• Written exercise 1
Pull out every line in the rows below that contains the word "green", and copy each one. Only lines that match its upper and lower case count.

• Selected passage
[START]
Celtic Sea set to be transformed over the next 12 months, says Fastnet

Exploration company Fastnet Oil and Gas has said the latest independent assessment of its Shanagarry licence in the North Celtic Sea confirms the significant resource potential of the site.

The Shanagarry licence covers an areas of 123 square km and is comparable in size to the Kinsale gas field and Barryroe oil field structures.

Fastnet said it believes the Celtic Sea is set to be transformed over the next 12 months as it once again becomes Ireland's foremost oil and gas basin.

It pointed out that the area was drilled by Marathon in 1984 when oil and gas prices were low and before the discovery and appraisal of Barryroe and the Dragon field in Cardigan Bay.
[END]
• Written exercise 2
Carry on the news piece about Fastnet's Celtic Sea licence from its last sentence.

(Point-based annotation data)
[START]
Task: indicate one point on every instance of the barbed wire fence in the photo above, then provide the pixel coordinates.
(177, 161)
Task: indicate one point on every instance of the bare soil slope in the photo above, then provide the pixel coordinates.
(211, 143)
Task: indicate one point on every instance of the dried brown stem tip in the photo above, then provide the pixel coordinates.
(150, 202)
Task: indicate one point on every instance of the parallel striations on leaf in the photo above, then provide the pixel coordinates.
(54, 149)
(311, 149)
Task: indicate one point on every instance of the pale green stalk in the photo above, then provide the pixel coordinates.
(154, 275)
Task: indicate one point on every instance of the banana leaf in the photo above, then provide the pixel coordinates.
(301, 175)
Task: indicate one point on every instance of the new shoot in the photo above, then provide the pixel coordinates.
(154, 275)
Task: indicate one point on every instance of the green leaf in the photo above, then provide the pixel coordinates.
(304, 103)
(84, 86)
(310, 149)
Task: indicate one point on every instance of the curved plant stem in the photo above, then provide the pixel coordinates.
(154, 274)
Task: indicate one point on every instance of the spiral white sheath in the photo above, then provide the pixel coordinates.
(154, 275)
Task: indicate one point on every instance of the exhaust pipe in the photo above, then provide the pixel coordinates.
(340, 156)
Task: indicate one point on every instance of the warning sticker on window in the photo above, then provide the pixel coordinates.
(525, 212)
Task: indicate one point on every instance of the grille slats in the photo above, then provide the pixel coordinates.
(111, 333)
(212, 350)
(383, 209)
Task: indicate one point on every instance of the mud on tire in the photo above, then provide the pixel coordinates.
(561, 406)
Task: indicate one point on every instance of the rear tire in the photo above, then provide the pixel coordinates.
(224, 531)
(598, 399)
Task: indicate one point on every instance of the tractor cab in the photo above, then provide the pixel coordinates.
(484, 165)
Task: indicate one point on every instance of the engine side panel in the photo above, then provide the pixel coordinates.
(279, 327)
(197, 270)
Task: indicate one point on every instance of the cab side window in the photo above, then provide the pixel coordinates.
[END]
• Right answer 1
Task: indicate one point on every instance of the pale green stalk in the photo above, then provide the pixel coordinates.
Task: indicate one point on every instance of the green leaf in the photo above, then provide the pixel coordinates.

• Right answer 2
The company farmed into the Shanagarry licence last year and now operates and holds an 82.35% working interest in the field.

''Fastnet's 3D seismic programmes and farm-out activity places the company in a unique position in the Celtic Sea to provide running room for international oil companies seeking to add offshore Ireland to their 'core area' portfolio's,'' commented Fastnet's managing director Paul Griffiths.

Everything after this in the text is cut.